● Problem to solve
Reproduce each of the following entries word for word, leaving out nothing.

● Extracted records
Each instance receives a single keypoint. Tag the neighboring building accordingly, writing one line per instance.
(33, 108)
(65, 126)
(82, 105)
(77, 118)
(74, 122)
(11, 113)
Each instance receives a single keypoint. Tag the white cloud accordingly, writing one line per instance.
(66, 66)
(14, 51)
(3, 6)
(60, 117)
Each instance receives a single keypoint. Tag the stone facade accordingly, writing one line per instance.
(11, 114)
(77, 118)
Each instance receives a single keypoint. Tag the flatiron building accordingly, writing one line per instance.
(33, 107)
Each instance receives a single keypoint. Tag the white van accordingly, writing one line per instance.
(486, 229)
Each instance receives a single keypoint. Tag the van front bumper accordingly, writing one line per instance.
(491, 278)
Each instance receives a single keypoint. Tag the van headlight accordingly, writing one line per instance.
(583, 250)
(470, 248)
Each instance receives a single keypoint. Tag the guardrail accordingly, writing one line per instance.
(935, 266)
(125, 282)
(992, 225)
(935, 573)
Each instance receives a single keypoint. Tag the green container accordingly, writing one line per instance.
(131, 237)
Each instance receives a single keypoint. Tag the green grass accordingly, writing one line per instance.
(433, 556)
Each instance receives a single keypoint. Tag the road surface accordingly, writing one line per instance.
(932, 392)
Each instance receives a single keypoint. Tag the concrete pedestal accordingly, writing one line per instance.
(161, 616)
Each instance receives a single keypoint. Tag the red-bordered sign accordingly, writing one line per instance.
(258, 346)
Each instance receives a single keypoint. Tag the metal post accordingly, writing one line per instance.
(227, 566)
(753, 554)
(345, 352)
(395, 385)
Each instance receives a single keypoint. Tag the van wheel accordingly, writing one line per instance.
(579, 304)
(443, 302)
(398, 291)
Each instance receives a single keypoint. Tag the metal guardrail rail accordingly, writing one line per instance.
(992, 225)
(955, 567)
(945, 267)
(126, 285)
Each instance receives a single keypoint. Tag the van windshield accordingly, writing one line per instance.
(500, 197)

● Full answer
Each instance receives a single keypoint. Tag the neighboring building accordingly, writing one line per instance.
(33, 108)
(65, 126)
(82, 105)
(77, 118)
(74, 122)
(11, 113)
Each instance receives a single keypoint. Tag the white cloud accordingly, writing one line per instance.
(66, 66)
(14, 51)
(3, 6)
(60, 117)
Each instance receives a single keypoint. Tag the stone facade accordingly, writing one line per instance.
(11, 114)
(77, 118)
Each instance receives a single keypoint. Tag the flatiron building accordingly, writing one line per instance.
(33, 107)
Each instance receives a single keypoint. Tag the white van accordingly, writing one line per instance.
(486, 229)
Each instance receives a single keypoint. Tag the van front bumper accordingly, writing one line per instance.
(491, 278)
Each instance receives a single keypoint. Tag the van headlight accordingly, writing one line per instance.
(583, 250)
(470, 248)
Each instance receives a single keypoint. Tag the guardrail accordingly, writing one line per instance.
(935, 266)
(125, 282)
(992, 225)
(935, 573)
Each instance receives a single keypoint. Tag the green container accordingly, writing one line per instance.
(131, 237)
Each instance receives a single keypoint. Tag the green grass accordingly, writing one line per instance.
(433, 556)
Each instance receives a single keypoint. Tag the road surface accordingly, writing one line per instance.
(932, 392)
Each instance receives a single keypoint. Tag the concrete pedestal accordingly, writing one line per instance.
(161, 616)
Each instance receives a single keypoint. Tag the red-bordered sign accordingly, writing one line per instance.
(258, 346)
Each instance receives a single keypoint. Tag the metal post accordingly, writing one line per instance.
(227, 566)
(753, 554)
(345, 352)
(395, 385)
Each instance receives a single keypoint. Tag the van wheel accordingly, writing one line per instance.
(579, 304)
(443, 302)
(398, 291)
Each instance receives a single keypoint. Tag the metal guardrail rail accordingly, writing one line per instance.
(992, 225)
(955, 567)
(945, 267)
(126, 285)
Each instance receives a single keypoint. Tag the van windshield accordingly, writing one line per instance.
(500, 197)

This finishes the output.